**Task to complete**
When the line containing "indicate the black" appears in the data below, begin copying there and stop only after the line containing "indicate the sandy".

-------- Task input

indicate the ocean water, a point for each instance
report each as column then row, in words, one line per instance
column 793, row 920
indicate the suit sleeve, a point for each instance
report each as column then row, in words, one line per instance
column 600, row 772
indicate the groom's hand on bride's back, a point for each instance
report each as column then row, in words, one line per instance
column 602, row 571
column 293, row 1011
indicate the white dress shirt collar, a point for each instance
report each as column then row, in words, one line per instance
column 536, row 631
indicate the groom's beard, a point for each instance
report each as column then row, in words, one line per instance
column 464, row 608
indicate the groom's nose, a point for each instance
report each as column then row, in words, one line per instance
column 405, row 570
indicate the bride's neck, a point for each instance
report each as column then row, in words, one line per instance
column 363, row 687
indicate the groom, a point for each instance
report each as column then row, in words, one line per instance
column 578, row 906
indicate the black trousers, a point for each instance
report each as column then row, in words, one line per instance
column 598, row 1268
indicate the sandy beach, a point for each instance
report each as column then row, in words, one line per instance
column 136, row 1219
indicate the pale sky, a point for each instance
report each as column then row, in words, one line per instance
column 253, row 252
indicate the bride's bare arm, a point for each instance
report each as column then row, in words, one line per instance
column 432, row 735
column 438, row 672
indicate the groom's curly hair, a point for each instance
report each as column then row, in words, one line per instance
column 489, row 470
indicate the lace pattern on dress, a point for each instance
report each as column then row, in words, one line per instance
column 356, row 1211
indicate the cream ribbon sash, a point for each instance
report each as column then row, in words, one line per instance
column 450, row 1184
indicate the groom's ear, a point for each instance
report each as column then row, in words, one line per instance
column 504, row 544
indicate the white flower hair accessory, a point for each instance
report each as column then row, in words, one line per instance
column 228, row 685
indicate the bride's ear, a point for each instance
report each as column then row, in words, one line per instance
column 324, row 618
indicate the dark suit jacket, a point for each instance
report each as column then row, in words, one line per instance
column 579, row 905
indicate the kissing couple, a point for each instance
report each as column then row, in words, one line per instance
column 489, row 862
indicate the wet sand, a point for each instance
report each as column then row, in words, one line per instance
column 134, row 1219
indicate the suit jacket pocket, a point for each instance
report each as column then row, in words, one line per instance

----------------

**Response for this exercise**
indicate the black trousers, a point for each instance
report each as column then row, in words, one line per instance
column 598, row 1268
indicate the sandy beach, a point for each instance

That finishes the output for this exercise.